— Problem a —
Turn the stretch of the entries below, from the line containing "Drop a point on every instance of the lamp" through the end of the entries, into a numbered list, leaving out any blank lines.

— Extracted text —
-=-=-=-=-
We got home at about 2:30am from our latest long weekend, and I’m a little groggy but wanted to get the trip report up before I get back to real life. We had the pleasures of taking Friday off, allowing a Thursday night departure, and sharing my VW Jetta wagon (read, a very small stationwagon) with Kelly, Shawn, and Amy “Ropegun”. Erin “Beta Bird” was on the road ahead of us along with most of our climbing gear so that we could actually sit five in the wagon, and Alex, Katie and Vic came down on Friday night. Sorry — too tired to come up with new nicknames for the oldtimers.
Mark and Amber came down too, but we were on different schedules/route plans, so didn’t actually get to climb with them which was a bit of a bummer. And, Jason, Rhi and Rhi’s daughter and a friend were out too, but were also doing their own thing most of the time.
I thought I’d take the time to do this all in one (report and pictures) with an emphasis on the facts as I remember them… commentary and feelings will follow in later posts once I get some sleep.
Here’s the link to the full photo album. Holy crap, I climb with beautiful women…
Chris got some good shots too, so I am pleased to have a few more pictures of me climbing. Sorry to the men this time around… we were split off from the strongmen much of the weekend, so could see them from afar but without a telphoto lens they just looked like little ants on big rocks. Chris and the rest of the boys got short shrift too; I did get some good shots of Chris leading Five Gallon Buckets on Morning Glory Wall, and the guys were off doing other things. Katie, Vic and Rhi fall into the beautiful girls category for sure, but I missed opportunities to get Katie climbing, and missed my chance for portraits of Rhi and Vic. I’ll try to do better at spreading the photographic love around the next trip…
Thursday, April 10
The trip down was cozy, but pretty smooth. We rolled in to the park about midnight (I think) and crashed out at the bivouac area at the park in the area that’s come to be one of my favorite places to wake up — looking out over the rim toward the Crooked River valley, with a view of the whole front side of the climbing area and the Smith Rock formation.
-=-=-=-=-
— Data to use —
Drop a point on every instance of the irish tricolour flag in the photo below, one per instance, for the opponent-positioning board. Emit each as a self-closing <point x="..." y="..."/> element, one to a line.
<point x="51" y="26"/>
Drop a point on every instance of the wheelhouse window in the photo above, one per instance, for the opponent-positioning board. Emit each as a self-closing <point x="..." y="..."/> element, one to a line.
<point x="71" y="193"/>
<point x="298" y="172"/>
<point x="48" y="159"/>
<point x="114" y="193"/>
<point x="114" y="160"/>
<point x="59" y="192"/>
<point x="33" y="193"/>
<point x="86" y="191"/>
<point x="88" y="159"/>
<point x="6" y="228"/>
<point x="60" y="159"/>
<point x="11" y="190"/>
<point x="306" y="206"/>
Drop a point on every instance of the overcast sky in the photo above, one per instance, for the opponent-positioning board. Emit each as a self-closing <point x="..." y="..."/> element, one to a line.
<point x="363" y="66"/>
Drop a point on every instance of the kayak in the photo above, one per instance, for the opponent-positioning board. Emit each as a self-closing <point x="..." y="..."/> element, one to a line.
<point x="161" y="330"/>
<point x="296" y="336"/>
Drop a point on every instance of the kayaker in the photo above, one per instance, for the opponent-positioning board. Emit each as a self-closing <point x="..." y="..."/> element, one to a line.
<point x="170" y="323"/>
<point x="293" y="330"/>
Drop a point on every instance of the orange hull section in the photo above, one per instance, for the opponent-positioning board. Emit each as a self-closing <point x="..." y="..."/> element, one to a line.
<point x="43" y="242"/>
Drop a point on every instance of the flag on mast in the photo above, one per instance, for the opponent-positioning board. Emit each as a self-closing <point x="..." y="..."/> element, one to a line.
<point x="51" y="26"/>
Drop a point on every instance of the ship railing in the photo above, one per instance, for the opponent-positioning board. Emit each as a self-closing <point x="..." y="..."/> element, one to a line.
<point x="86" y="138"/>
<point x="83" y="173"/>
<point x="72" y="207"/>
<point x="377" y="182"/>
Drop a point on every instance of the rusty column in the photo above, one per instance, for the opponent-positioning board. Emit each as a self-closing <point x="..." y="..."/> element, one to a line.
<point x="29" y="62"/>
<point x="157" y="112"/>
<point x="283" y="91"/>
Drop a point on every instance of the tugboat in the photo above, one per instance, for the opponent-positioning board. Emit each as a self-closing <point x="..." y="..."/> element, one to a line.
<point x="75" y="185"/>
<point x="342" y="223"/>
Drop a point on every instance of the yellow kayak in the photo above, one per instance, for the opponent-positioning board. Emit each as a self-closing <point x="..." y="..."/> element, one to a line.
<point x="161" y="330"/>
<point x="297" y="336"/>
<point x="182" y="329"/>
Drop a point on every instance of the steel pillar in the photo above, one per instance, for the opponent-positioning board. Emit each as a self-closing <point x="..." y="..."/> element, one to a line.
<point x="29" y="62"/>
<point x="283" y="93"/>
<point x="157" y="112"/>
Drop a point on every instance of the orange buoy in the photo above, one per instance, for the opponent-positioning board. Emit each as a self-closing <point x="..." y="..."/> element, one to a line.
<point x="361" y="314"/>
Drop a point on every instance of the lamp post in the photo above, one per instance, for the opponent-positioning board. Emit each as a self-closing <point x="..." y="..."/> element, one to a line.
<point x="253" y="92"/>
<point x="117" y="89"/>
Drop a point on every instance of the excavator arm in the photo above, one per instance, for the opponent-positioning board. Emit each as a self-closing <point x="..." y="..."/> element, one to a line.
-=-=-=-=-
— Problem b —
In the climbing trip report, what car did the writer share with Kelly, Shawn, and Amy on the drive down?

— Complete response a —
1. Drop a point on every instance of the lamp post in the photo above, one per instance, for the opponent-positioning board. Emit each as a self-closing <point x="..." y="..."/> element, one to a line.
2. <point x="253" y="92"/>
3. <point x="117" y="89"/>
4. Drop a point on every instance of the excavator arm in the photo above, one per instance, for the opponent-positioning board. Emit each as a self-closing <point x="..." y="..."/> element, one to a line.

— Complete response b —
A VW Jetta wagon.